WORK TO COMPLETE >>
Write out the portion of the parenting passage below word for word, starting at "This is FUNNY!!" and ending at "his name sounded.".

TEXT BLOCK >>
=== Section Start ===
This is FUNNY!! LOOOOONG but one I will read again.

I especially liked his parenting attempts:

 

"I try to incorporate his commandments into my parenting regimen, and it’s a disaster. I read a series of Krebs-recommended books to my sons Luke, 10, and Dean, 7. At this stage, they’re pretty apolitical. If pressed, they probably consider themselves conservatives, if they even know what that means. But during the 2008 election, they pulled for Barack Obama because they enjoyed the way his name sounded.

 

They weren’t having much of Krebsian storytime, however. First, I let them share stories, as Krebs suggests. Dean plows right in:

 

Once upon a time, there was a princess. She ate a frog. She pooped out green stuff. Her hat fell out the window. The prince caught it. He threw it in the river where the crocodiles were. Since he gave it to the crocodiles, they smelled it, and hunted her down and killed her. The end.

 

I stare at my son with blank bewilderment. The stories we tell are supposed to “cultivate compassion, empathy, and community spirit,” I tell Dean. “What’s the moral of your story, Dean?”

 

He gives a whaddya-want-from-me shrug: “You should never feed a crocodile a princess hat,” he says.

 

Reading time doesn’t go much better. At Krebs’s insistence, I read aloud the 1973 Marlo Thomas classic Free To Be .  .  . You and Me, but the kids are more interested in the companion CD, begging me to put it on, so they can do break-dancing moves, karate kicks, and fake-lasso each other across the living room floor while listening to cloying songs such as “Parents Are People” and “It’s Alright to Cry.” Finally, Luke has enough: “I hate this song, it’s torture. Please turn it off.”
=== Section End ===
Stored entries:
=== Section Start ===
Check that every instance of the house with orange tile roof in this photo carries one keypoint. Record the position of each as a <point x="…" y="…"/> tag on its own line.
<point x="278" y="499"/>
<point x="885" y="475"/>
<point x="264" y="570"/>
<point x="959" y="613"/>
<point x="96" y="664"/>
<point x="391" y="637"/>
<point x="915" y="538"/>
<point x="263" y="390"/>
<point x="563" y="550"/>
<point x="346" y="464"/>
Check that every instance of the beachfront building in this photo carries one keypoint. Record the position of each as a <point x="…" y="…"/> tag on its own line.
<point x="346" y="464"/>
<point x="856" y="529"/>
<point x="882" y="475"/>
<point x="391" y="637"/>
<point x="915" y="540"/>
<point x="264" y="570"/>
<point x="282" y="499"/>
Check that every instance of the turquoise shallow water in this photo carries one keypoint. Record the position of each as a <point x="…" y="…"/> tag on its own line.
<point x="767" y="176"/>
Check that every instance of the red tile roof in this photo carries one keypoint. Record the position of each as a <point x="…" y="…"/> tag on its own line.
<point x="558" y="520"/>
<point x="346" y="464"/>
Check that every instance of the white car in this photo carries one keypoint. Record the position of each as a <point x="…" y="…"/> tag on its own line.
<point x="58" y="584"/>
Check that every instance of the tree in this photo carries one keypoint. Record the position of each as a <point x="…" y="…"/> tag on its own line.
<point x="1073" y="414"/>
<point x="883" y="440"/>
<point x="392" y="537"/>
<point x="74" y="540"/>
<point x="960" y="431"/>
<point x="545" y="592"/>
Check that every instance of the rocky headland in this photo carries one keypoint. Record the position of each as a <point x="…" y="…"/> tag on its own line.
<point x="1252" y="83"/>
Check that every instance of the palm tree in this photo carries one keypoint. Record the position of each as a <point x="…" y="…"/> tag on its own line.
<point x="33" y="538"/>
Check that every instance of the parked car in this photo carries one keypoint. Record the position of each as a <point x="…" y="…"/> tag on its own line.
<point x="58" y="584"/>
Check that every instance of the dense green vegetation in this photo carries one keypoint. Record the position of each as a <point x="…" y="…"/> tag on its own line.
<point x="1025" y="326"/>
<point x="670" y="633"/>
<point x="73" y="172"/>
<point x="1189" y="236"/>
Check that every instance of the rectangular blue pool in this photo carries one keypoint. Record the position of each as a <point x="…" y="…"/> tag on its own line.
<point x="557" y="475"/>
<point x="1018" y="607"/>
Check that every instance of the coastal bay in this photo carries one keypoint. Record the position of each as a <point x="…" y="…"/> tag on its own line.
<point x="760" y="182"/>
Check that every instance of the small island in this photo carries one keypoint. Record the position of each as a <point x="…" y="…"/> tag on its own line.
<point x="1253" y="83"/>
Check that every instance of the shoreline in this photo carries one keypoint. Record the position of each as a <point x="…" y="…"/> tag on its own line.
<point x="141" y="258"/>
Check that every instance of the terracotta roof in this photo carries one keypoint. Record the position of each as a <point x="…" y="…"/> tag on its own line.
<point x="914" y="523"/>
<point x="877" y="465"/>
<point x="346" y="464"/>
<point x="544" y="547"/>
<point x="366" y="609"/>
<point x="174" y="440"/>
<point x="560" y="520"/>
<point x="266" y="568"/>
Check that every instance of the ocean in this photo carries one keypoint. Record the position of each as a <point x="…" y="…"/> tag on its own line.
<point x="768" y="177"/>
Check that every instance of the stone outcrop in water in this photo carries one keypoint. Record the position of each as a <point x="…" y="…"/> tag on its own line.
=== Section End ===
THE COMPLETED TASK >>
This is FUNNY!! LOOOOONG but one I will read again.

I especially liked his parenting attempts:

 

"I try to incorporate his commandments into my parenting regimen, and it’s a disaster. I read a series of Krebs-recommended books to my sons Luke, 10, and Dean, 7. At this stage, they’re pretty apolitical. If pressed, they probably consider themselves conservatives, if they even know what that means. But during the 2008 election, they pulled for Barack Obama because they enjoyed the way his name sounded.